YOUR TASK ▸
Each entry should be set down again verbatim, with the images omitted.

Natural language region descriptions
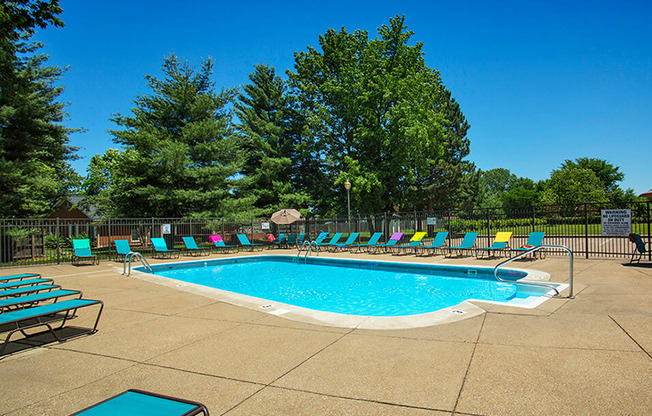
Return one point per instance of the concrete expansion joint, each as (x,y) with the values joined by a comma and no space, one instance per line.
(468,366)
(630,336)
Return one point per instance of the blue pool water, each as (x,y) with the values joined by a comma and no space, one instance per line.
(350,287)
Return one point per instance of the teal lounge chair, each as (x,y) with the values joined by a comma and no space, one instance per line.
(436,245)
(24,290)
(191,246)
(46,315)
(19,277)
(82,252)
(244,242)
(414,242)
(161,249)
(349,241)
(372,241)
(31,300)
(219,244)
(333,240)
(122,248)
(467,244)
(13,284)
(139,402)
(535,239)
(393,240)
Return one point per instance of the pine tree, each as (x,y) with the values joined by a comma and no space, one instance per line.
(34,144)
(180,153)
(265,129)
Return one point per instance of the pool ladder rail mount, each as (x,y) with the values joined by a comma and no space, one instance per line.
(138,256)
(308,250)
(539,284)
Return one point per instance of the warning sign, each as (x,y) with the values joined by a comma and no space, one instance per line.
(616,222)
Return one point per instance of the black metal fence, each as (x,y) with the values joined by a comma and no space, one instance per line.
(48,241)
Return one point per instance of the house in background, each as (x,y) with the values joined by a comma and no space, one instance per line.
(77,217)
(75,208)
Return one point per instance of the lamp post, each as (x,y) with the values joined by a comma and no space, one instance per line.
(347,185)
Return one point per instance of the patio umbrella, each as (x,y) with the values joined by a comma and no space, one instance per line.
(286,216)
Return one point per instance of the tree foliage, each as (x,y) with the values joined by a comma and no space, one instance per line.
(180,153)
(269,172)
(34,144)
(376,115)
(572,185)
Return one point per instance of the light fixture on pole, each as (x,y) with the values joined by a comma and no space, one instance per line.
(347,185)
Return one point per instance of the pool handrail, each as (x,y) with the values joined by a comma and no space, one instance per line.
(539,284)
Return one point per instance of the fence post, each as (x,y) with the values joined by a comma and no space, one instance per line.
(586,230)
(58,245)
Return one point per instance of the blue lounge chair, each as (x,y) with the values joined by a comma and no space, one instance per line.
(139,402)
(244,242)
(191,246)
(161,248)
(639,247)
(467,244)
(393,240)
(19,277)
(437,244)
(500,244)
(535,239)
(82,252)
(415,241)
(349,241)
(372,241)
(46,315)
(332,241)
(122,248)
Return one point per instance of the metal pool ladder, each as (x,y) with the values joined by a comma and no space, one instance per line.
(138,256)
(308,251)
(532,251)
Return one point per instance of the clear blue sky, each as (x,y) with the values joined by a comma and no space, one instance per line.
(539,81)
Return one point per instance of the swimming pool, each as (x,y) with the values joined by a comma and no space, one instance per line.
(354,287)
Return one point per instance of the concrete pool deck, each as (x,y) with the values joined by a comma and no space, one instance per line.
(590,355)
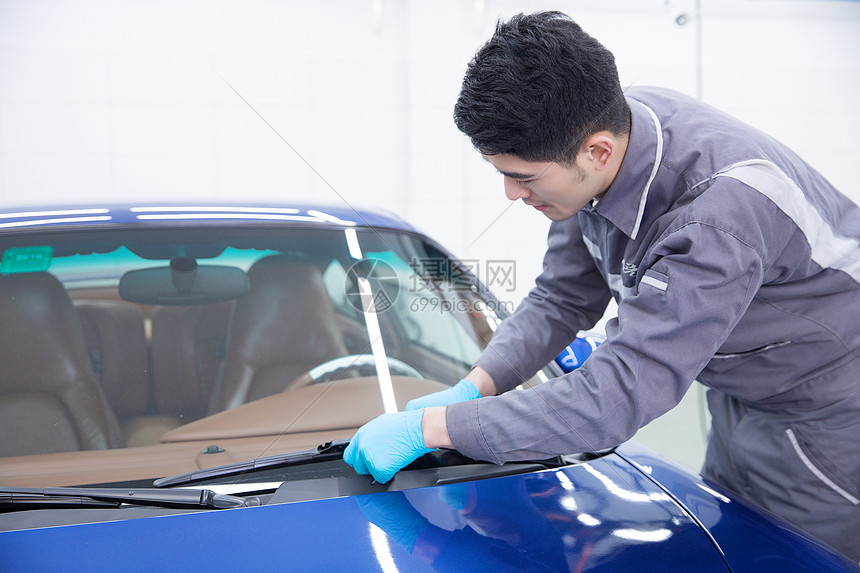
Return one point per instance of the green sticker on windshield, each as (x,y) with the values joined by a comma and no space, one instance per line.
(26,260)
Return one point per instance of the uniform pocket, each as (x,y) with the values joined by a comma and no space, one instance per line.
(653,279)
(824,469)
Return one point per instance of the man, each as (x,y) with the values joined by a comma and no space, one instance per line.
(733,262)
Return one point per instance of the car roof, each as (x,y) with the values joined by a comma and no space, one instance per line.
(194,212)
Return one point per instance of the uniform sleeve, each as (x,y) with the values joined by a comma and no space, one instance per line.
(569,295)
(690,297)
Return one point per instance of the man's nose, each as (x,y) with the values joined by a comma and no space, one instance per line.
(516,190)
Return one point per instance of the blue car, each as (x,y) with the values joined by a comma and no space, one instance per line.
(178,384)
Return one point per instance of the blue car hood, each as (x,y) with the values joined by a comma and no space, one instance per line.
(602,515)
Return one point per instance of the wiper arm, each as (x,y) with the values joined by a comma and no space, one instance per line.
(329,451)
(54,497)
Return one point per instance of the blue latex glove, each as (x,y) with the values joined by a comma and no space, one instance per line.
(387,444)
(394,515)
(460,392)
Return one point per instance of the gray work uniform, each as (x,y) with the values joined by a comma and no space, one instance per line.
(733,263)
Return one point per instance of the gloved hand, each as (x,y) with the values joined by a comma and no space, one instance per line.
(393,514)
(460,392)
(387,444)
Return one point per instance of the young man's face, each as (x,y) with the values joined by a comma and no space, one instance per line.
(557,191)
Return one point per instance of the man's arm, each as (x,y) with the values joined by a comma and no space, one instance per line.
(569,295)
(703,280)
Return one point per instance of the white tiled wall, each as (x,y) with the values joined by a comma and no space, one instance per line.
(126,100)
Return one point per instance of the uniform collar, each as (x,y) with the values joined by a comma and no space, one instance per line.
(623,204)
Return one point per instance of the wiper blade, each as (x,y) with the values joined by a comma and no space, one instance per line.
(54,497)
(329,451)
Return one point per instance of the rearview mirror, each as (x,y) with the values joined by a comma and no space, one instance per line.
(184,283)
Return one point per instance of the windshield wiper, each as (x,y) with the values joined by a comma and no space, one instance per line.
(329,451)
(20,498)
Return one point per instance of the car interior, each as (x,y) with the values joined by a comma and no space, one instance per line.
(108,377)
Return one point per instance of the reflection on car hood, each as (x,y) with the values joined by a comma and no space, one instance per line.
(599,515)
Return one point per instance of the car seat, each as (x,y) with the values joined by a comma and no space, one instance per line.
(50,400)
(284,326)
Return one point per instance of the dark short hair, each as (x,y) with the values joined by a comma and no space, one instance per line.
(538,89)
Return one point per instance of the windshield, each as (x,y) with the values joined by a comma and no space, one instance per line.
(134,354)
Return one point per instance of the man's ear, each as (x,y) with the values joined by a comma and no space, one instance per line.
(598,150)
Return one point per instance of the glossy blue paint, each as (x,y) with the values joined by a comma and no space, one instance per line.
(751,539)
(24,218)
(603,515)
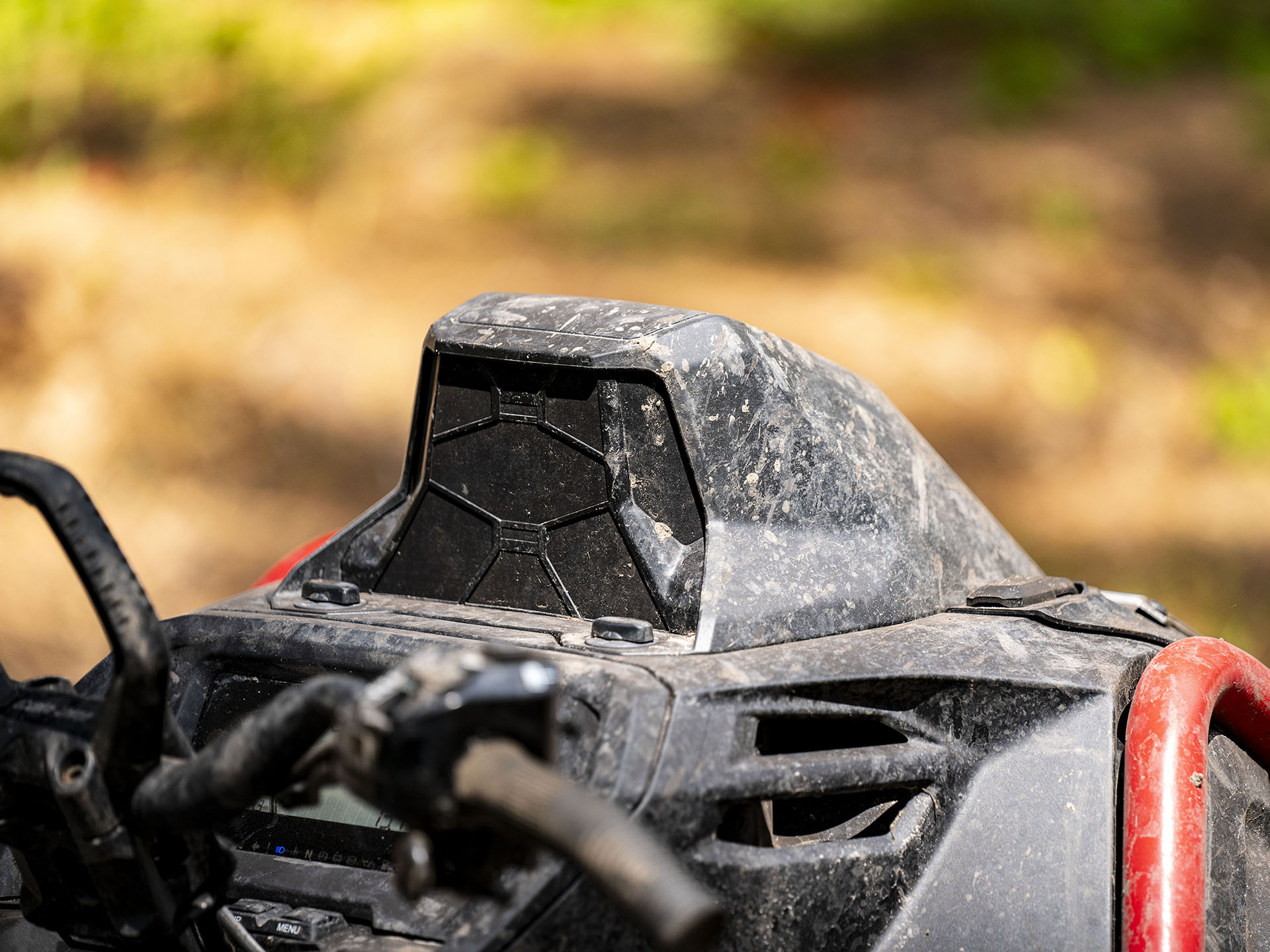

WRITTEN RESPONSE ▸
Return one point per instance of the concrete expansion joint, each as (x,y) with the values joined by a comma and no space, one instance per line.
(468,366)
(630,336)
Return one point per instance of the blue pool water, each as (x,y) with the values joined by a comma and no space, one instance per line.
(350,287)
Return one point per instance of the teal lounge chair, each as (x,y) with the values joined by a comma and no space, one instance per line.
(436,245)
(24,290)
(191,246)
(46,315)
(19,277)
(82,252)
(244,242)
(414,242)
(161,249)
(349,241)
(372,241)
(31,300)
(219,244)
(333,240)
(122,248)
(467,244)
(13,284)
(139,402)
(535,239)
(393,240)
Return one point per instance of the pine tree, each as (x,y) with the values joined by a comma and no space, one instance per line.
(34,144)
(180,153)
(265,129)
Return one point per instance of the pool ladder rail mount, each as (x,y) with the values joined by a comma and no space, one instance per line.
(138,256)
(308,250)
(539,284)
Return one point per instance of the warning sign, each as (x,y) with the values joined by a comma and no space, one instance per line.
(616,222)
Return one point per instance of the black metal fence, each as (x,y) with the values joined by a comma and no space, one instance per line.
(48,241)
Return one point per instance of the house in background, each as (x,y) with the values joined by a comma and no space, one instance per line.
(77,217)
(75,208)
Return one point per instance of the lamp post, each as (x,y) with the values joined by a comma and no space, one instance per line.
(347,185)
Return one point per instance of the patio umbrella, each as (x,y) with the values joined by a comma and no space, one instance per line.
(286,216)
Return one point per instance of the tree foliage, each as (x,y) with the values joined by a comma and no space, one instance per line.
(180,153)
(269,172)
(34,144)
(376,115)
(572,185)
Return one point per instance of the light fixture on pole, each as (x,y) with the values joined by a comma and no space, one instance per line.
(347,185)
Return one point per instance of the pool handrail, each as (x,y) with the values joined by a comma and no space, one instance per line.
(539,284)
Return one point per instance of the fence post, each as (x,y) with the values joined by a comma and no space, one instance per line.
(586,230)
(58,245)
Return one point per instance of the blue lounge chair, each as (x,y) with the values joined by a comma and no space, one instance per line.
(139,402)
(244,242)
(191,246)
(161,248)
(639,247)
(467,244)
(393,240)
(19,277)
(437,244)
(500,244)
(535,239)
(82,252)
(415,241)
(349,241)
(372,241)
(46,315)
(332,241)
(122,248)
Return one point per instance of the metal pool ladder, each as (x,y) with the values joined by a comma and no space, one instance per line.
(138,256)
(308,251)
(532,251)
Return one point per instance of the clear blue sky, each as (x,y) with the values joined by a comma and no space, one instance per line.
(539,81)
Return one point per instance of the swimming pool, each as (x,y) with the values joined by a comma and no space, one instance per line.
(354,287)
Return one point per instance of the concrete pool deck, each as (x,y) with the values joined by a comma and no space, one instance per line.
(590,355)
Return one point per instance of the green sticker on windshield, each as (x,y) with the values joined by a comma and no space, one instance per line.
(26,260)
Return one point per instance of the uniform pocket, each as (x,y) with the values joined by a comma and no space, one instance per line.
(653,279)
(824,469)
Return one point per instance of the man, each as (x,y) with the values joined by a comma and no space, one instance per line.
(733,262)
Return one point per instance of the car roof, each as (x,y) with the values joined by a comma and no space, one instance per line.
(194,212)
Return one point per instance of the uniform sleeve, each as (x,y) with the values joined by a comma and no space, one instance per line.
(569,295)
(690,297)
Return one point per instance of the man's nose, each as (x,y) with the values joined by a comma and no space, one instance per line.
(516,190)
Return one point per instance of the blue car, each as (x,y) with the values joined by a comma and no space, one instance per line.
(178,384)
Return one point per instance of the blue car hood, each as (x,y) with the values joined by a comma and no space, one instance per line.
(602,515)
Return one point per instance of the wiper arm, each as (x,y) with the values joined by a comma and no space, one instance per line.
(329,451)
(54,497)
Return one point per instance of the blue latex glove, each as (x,y) with the values joined by a comma and no space, one instance per line.
(387,444)
(394,515)
(460,392)
Return one point per instance of the gray work uniform, each as (x,y) with the values joined by a comma and no space, one instance per line.
(733,263)
Return one point per instance of the gloved hand, each as (x,y) with the values joined by a comma and no space, one instance per line.
(393,514)
(460,392)
(387,444)
Return one point per instance of the young man's face, each as (x,y) with the values joined by a comma and no space, one instance per line.
(557,191)
Return one point per instance of the man's arm, each as (x,y) with the values joined by a comma and no space, one instance per line.
(569,295)
(703,280)
Return one point per instance of the white tiled wall, each as (x,y) with the values joined by a comma and no space, one instance per line.
(126,100)
Return one point per instance of the uniform collar, each as (x,y) with the values joined by a comma and no space, one instance per line.
(623,204)
Return one point per instance of the wiper blade, each as (x,y) with the values joined by a comma and no space, one instance per line.
(54,497)
(329,451)
Return one point per instance of the rearview mirror, each as (x,y) with the values joined by a comma and no space, one instance per line.
(184,283)
Return one point per instance of the windshield wiper, each as (x,y) with the values joined by a comma and no space, one instance per line.
(329,451)
(20,498)
Return one point per instance of the car interior, each as (x,y) with the values joined by a comma and no space, one instance per line.
(108,377)
Return one point per instance of the reflection on car hood, each as (x,y) with the values joined by a comma and no space, one instance per line.
(599,515)
Return one point per instance of the car seat, each as (x,y) with the values joined by a comma and no space, one instance per line.
(50,400)
(284,326)
Return one point per instance of the dark short hair, each as (x,y) with the values joined by a comma and no space, one instance per line.
(538,89)
Return one point per instance of the windshield, each as (x,y) with the values joined by a comma and no space, one instance per line.
(134,354)
Return one point per instance of the man's ear, each as (x,y) with the values joined by a comma and no space, one instance per line.
(598,150)
Return one point per instance of the glossy blue paint, each as (x,y) with the values joined by a comma and no space, one instance per line.
(751,539)
(24,218)
(603,515)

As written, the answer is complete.